» Exercise: All records need to be reproduced exactly. Keep every word as it is.

» Given records:

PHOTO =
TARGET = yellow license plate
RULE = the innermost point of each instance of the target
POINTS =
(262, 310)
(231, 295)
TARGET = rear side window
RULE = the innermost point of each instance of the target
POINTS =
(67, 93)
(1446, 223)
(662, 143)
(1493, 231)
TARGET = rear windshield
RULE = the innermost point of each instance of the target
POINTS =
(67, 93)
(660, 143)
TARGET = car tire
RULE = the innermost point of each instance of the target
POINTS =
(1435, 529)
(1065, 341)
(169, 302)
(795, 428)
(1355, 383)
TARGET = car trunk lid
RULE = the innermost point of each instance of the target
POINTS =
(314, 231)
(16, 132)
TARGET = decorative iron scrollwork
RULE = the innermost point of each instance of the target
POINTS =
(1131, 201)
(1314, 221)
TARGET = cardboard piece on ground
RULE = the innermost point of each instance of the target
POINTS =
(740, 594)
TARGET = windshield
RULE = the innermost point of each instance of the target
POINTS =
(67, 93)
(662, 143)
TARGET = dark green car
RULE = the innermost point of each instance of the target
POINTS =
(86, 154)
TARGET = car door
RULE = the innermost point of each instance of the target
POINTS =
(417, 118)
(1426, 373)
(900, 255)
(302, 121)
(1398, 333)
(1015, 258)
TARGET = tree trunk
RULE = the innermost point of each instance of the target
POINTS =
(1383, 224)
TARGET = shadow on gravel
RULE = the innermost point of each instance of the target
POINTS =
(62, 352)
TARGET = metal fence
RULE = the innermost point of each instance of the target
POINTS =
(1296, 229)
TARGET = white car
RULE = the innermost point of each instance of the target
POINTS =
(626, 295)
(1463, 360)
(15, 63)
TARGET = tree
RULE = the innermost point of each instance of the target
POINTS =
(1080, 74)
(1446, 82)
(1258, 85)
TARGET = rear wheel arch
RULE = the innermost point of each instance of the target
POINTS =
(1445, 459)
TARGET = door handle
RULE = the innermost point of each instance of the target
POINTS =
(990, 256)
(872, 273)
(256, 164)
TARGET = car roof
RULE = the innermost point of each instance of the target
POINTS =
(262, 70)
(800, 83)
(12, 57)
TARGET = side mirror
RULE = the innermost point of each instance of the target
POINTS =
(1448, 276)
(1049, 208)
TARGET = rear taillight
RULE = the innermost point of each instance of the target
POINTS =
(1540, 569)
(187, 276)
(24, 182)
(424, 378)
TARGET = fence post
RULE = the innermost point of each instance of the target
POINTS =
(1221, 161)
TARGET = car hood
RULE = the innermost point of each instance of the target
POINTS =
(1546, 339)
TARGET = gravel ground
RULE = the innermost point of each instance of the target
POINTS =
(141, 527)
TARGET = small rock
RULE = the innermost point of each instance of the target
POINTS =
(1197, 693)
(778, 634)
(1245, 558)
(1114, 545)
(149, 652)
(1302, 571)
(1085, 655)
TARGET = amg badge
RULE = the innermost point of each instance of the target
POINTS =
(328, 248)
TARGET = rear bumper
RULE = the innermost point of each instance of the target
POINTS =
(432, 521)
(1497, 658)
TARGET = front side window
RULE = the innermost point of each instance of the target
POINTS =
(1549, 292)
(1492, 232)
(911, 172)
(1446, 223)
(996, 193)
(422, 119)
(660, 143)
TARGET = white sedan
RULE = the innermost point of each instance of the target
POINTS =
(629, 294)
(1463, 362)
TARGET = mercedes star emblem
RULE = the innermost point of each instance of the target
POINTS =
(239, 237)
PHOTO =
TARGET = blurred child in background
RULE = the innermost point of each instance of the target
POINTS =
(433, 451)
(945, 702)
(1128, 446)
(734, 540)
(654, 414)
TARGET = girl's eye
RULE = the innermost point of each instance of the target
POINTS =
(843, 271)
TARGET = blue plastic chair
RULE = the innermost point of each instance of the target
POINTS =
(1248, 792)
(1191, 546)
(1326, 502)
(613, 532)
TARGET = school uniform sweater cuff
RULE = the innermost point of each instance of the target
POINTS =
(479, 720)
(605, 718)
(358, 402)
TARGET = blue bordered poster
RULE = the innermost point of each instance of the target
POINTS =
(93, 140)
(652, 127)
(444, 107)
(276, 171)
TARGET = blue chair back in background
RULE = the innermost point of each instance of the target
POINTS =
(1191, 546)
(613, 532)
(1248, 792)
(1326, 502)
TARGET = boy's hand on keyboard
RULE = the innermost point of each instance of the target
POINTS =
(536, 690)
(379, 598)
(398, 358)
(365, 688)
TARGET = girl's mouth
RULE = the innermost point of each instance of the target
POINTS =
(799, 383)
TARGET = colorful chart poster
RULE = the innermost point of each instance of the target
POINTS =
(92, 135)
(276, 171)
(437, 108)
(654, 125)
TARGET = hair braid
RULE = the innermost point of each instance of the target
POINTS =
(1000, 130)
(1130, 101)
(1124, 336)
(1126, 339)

» Response area:
PHOTO =
TARGET = yellow license plate
RULE = the innermost point of each instance of the target
POINTS =
(262, 310)
(231, 295)
TARGET = rear side window
RULE = the innermost point of each instance of the target
POINTS =
(67, 93)
(1446, 223)
(662, 143)
(1493, 231)
TARGET = rear windshield
RULE = the innermost point of each instance of the target
POINTS =
(67, 93)
(660, 143)
TARGET = car tire
RULE = the innermost point of each instance of the target
POINTS =
(1435, 529)
(1065, 341)
(169, 302)
(795, 428)
(1355, 383)
TARGET = car trunk lid
RULE = the innermost point of each instance of the target
POINTS =
(314, 231)
(16, 132)
TARGET = decorative iron scrollwork
RULE = the innermost point of each instance of the target
POINTS =
(1131, 201)
(1314, 221)
TARGET = cardboard piece on ground
RULE = the innermost point of each instance of the target
POINTS =
(740, 594)
TARGET = windshield
RULE = the innermost point of each instance of the target
POINTS =
(67, 93)
(662, 143)
TARGET = dark green car
RULE = the innermost point of each instance of the target
POINTS =
(86, 154)
TARGET = car door
RULE = the innermost point of each instance of the target
POINTS =
(417, 118)
(1426, 373)
(900, 255)
(302, 121)
(1398, 333)
(1015, 258)
TARGET = tree trunk
RULE = the innermost point of each instance of the target
POINTS =
(1383, 224)
TARGET = shadow on gravel
RULE = the innermost point of each instance of the target
POINTS =
(62, 352)
TARGET = metal fence
RULE = the innermost point of each instance of the target
POINTS =
(1296, 229)
TARGET = white car
RULE = the innermost point of each instance of the target
POINTS =
(626, 295)
(1463, 360)
(15, 63)
TARGET = tree
RULE = the innermost point of each instance of the target
POINTS =
(1080, 74)
(1446, 82)
(1258, 85)
TARGET = rear wheel arch
RULE = the innermost point of each instance of the target
POINTS =
(1445, 459)
TARGET = door handle
RULE = the innermost point of each instance of the target
POINTS =
(990, 256)
(872, 273)
(256, 164)
TARGET = car roof
RULE = the innermost point of each instance of the target
POINTS =
(262, 70)
(800, 83)
(12, 57)
TARGET = side mirror
RULE = the innermost point of each instance of the target
POINTS =
(1448, 276)
(1049, 208)
TARGET = rear taillight
RULE = the innermost point of each instance of the target
POINTS =
(1540, 569)
(187, 276)
(24, 182)
(424, 378)
TARGET = fence post
RULE = the innermost point of each instance of the target
POINTS =
(1221, 161)
TARGET = car hood
RULE = the innermost point of each instance of the target
POINTS =
(1546, 339)
TARGET = gravel ground
RULE = the innermost point of each instance of the target
POINTS =
(141, 527)
TARGET = small rock
RULE = the innermost point of each instance of the target
POINTS =
(1197, 693)
(778, 634)
(1245, 558)
(1114, 545)
(149, 652)
(1302, 571)
(1085, 655)
TARGET = amg badge
RULE = the innermost point of each instance of the target
POINTS =
(328, 248)
TARGET = rear bumper
RULE = the innermost point of each instance of the target
POINTS =
(432, 521)
(1497, 658)
TARGET = front side window
RULE = the innermost point of each instance of the target
POINTS =
(1549, 292)
(1492, 232)
(911, 172)
(1446, 223)
(996, 193)
(422, 119)
(660, 143)
TARGET = white sedan
RULE = the innermost point of each instance of the target
POINTS =
(629, 294)
(1463, 362)
TARGET = mercedes star emblem
RULE = the innermost point of each instance of the target
POINTS =
(239, 237)
PHOTO =
TARGET = blurred child in background
RULE = the innermost point of each instance of the target
POINTS =
(433, 451)
(945, 702)
(1128, 446)
(734, 540)
(654, 414)
TARGET = girl's eye
RULE = the innermost point of each instance of the target
POINTS =
(843, 271)
TARGET = blue plastic chair
RULE = the innermost point of each instance of the target
POINTS =
(1248, 792)
(1191, 546)
(1326, 502)
(613, 532)
TARGET = school uniform sweater cuff
RULE = the innermost point of each instance of the target
POINTS =
(479, 720)
(605, 718)
(358, 402)
TARGET = blue bordered poster
RULE = the innermost point of each instance of the target
POINTS =
(93, 140)
(652, 127)
(444, 107)
(276, 171)
TARGET = blue chair back in background
RULE = the innermost point of each instance of the target
POINTS =
(1191, 546)
(613, 532)
(1248, 792)
(1326, 502)
TARGET = boy's hand on keyboard
RULE = the innermost point of each instance of the target
POINTS =
(536, 690)
(379, 598)
(398, 358)
(365, 688)
TARGET = girl's mouth
RULE = the innermost point of each instance of the target
POINTS =
(799, 383)
TARGET = colorful chart poster
RULE = the innermost point of each instance of the target
POINTS =
(92, 135)
(276, 171)
(437, 108)
(654, 125)
TARGET = hair braid
RULE = the innermost point of each instance of the target
POINTS =
(1000, 130)
(1130, 101)
(1124, 336)
(1126, 339)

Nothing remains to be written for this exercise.